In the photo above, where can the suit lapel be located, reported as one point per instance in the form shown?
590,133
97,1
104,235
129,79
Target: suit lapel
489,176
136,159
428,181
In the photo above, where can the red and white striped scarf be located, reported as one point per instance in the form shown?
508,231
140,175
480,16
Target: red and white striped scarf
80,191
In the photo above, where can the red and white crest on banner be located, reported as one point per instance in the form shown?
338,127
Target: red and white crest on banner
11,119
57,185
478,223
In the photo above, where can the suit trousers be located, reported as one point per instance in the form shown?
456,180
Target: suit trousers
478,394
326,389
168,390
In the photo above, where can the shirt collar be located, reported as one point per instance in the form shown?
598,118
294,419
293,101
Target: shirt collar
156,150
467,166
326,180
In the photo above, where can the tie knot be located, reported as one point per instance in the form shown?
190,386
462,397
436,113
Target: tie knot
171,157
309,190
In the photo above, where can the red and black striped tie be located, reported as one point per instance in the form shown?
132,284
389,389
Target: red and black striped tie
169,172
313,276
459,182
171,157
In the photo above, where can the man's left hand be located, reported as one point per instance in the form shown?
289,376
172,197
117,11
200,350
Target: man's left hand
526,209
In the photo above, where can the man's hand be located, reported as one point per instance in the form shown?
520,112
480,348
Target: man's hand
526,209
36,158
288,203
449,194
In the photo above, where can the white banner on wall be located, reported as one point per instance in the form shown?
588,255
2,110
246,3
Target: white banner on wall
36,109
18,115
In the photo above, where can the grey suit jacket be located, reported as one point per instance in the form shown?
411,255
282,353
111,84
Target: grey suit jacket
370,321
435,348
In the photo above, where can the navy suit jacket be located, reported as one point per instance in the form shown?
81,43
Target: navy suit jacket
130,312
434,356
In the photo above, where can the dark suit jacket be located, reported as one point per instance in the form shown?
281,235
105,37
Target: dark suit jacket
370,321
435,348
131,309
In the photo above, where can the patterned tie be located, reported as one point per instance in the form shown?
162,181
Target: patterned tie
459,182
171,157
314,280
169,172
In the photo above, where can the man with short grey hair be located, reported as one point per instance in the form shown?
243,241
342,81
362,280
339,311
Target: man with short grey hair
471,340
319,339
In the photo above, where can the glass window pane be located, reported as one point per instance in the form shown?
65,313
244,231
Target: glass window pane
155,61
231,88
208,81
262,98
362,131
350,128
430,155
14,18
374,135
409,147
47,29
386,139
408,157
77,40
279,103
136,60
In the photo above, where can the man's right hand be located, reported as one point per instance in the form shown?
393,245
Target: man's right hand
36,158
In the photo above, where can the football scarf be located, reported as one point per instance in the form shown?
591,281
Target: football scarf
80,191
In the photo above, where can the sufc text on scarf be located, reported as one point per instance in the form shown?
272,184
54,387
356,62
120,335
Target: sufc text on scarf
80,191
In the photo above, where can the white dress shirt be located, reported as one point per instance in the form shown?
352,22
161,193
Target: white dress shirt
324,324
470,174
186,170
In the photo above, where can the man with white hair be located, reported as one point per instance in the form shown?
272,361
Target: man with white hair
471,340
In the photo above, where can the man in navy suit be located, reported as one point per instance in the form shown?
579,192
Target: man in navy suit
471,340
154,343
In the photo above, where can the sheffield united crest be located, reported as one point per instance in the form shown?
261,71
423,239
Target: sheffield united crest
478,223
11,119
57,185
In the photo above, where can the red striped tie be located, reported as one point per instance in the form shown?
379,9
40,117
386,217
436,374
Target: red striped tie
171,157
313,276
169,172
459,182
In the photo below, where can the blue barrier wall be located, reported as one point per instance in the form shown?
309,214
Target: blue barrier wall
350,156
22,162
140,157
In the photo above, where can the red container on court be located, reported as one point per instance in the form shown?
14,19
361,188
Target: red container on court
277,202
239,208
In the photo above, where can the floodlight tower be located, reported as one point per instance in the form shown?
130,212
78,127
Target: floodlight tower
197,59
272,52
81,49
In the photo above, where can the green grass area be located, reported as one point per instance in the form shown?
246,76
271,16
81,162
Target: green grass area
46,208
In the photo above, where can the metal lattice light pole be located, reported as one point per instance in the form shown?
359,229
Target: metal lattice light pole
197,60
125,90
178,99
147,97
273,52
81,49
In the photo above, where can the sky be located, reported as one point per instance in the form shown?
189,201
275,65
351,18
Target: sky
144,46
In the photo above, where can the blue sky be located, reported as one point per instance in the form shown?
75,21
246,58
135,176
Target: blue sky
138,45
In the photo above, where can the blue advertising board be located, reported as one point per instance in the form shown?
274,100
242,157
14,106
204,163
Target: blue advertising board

══════════

• [Requirements] Each record above must be given again exactly.

• [Reply]
In the photo above, where can the suit lapel be located, reported as one point per instance in the form shown?
590,133
97,1
104,235
129,79
Target: suit lapel
489,176
136,159
428,181
In the photo above, where can the red and white striped scarf be located, reported as one point per instance in the form shown?
508,231
140,175
480,16
Target: red and white striped scarf
80,191
In the photo above, where can the red and white crest on banner be located, reported as one point per instance in the form shown?
338,127
Target: red and white crest on banner
11,119
57,185
478,223
In the photo above, where can the suit trousers be located, reported as one point per instance in the form shown?
456,180
Target: suit trousers
478,394
326,389
168,390
In the photo above, where can the shirt collar be located, reported as one point per instance in the form shown?
598,118
294,419
293,101
Target: shirt collar
156,150
467,166
326,180
In the photo above, where can the tie knot be located, reported as one point per instance in the form shown?
190,386
462,397
436,113
Target: tie knot
171,157
309,190
In the photo above, where can the red and black striped tie be located, reported as one point per instance in the form shown?
132,284
389,389
Target: red and black striped tie
169,172
313,276
459,182
171,157
In the photo above, where can the man's left hand be located, reported as one point per instance in the form shown?
289,376
172,197
117,11
200,350
Target: man's left hand
526,209
In the photo above, where can the man's hand be located, reported as one point per instance in the form shown?
520,112
480,348
Target: man's hand
526,209
36,158
288,203
449,194
In the photo above, where can the white banner on wall be located, reported as one point per instance in the form shown?
588,255
2,110
246,3
Target: white banner on wall
36,109
18,115
In the photo above, where can the grey suit jacket be located, reported as one point per instance in the form shown?
411,255
282,353
111,84
Target: grey suit jacket
370,321
435,348
In the photo above, where can the navy suit jacket be located, reported as one point per instance in the form shown?
81,43
Target: navy suit jacket
130,312
434,356
In the photo above, where can the dark suit jacket be located, reported as one point per instance in the form shown?
281,235
105,37
Target: dark suit jacket
370,321
435,348
131,309
In the photo above, where can the patterned tie be located, reported as one point per instance in the form shown?
162,181
Target: patterned tie
459,182
171,157
314,280
169,172
In the photo above, where can the man with short grey hair be located, reported as one point per instance in the form shown?
243,241
342,81
362,280
339,311
Target: man with short grey hair
471,340
319,339
In the photo above, where can the glass window pane be located, reported as one point per instance in the form shown?
65,313
244,231
Target: glass window pane
155,61
231,88
208,81
262,98
362,131
350,128
430,155
14,18
374,135
409,147
47,29
386,139
408,157
77,40
279,103
136,60
In the photo above, where can the man's right hand be located, reported as one point per instance in the form shown?
393,245
Target: man's right hand
36,158
In the photo above, where can the football scarf be located, reported as one point per instance in the form shown?
591,281
Target: football scarf
80,191
In the photo above, where can the sufc text on scarf be located, reported as one point per instance in the form shown?
272,184
54,387
356,62
120,335
Target: sufc text on scarf
80,191
In the photo above, where can the white dress shirt be located, reported as one point per instance in the form shown?
352,22
161,193
Target: white dress shirt
324,324
470,174
186,170
In the photo above, where can the man with white hair be located, reported as one point per instance in the form shown?
272,361
Target: man with white hair
471,340
In the photo above, where can the man in navy suit be located, reported as one point per instance in the form shown?
579,192
Target: man in navy suit
471,340
154,343
In the photo above, where can the sheffield united crest be located, reported as one point per instance in the form shown?
261,71
423,239
Target: sheffield united crest
478,223
11,119
57,185
In the photo above, where can the red striped tie be located, reported as one point per instance in the form shown?
379,9
40,117
386,217
436,374
Target: red striped tie
171,157
313,276
169,172
459,182
In the photo below, where can the blue barrier wall be located, reported as one point per instance in the form shown?
309,214
Target: blue barrier wall
350,156
22,162
140,157
In the photo above, where can the red container on court be located, reported as one point per instance in the form shown?
14,19
361,188
Target: red container on court
277,202
239,208
In the photo above, where can the floodlight tower be located, reported as one point per instance in the form shown?
130,212
78,127
Target: floodlight tower
197,59
272,52
81,49
In the photo above, where can the green grass area be located, reported as one point per instance in the form shown?
246,76
271,16
81,162
Target: green grass area
46,208
In the photo above, where can the metal lattice light pole be located, reported as one point per instance in the form shown?
359,229
Target: metal lattice light pole
197,60
125,90
178,99
147,97
273,52
81,49
In the photo above, where can the sky be located, reported as one point per instance in the form shown?
189,201
275,65
351,18
Target: sky
144,46
In the photo above, where can the blue sky be located, reported as one point per instance in the form shown?
75,21
246,58
135,176
Target: blue sky
138,45
In the photo above, where can the blue advertising board be located, reported as one point per instance in the form shown?
274,100
242,157
14,106
204,163
Target: blue advertising board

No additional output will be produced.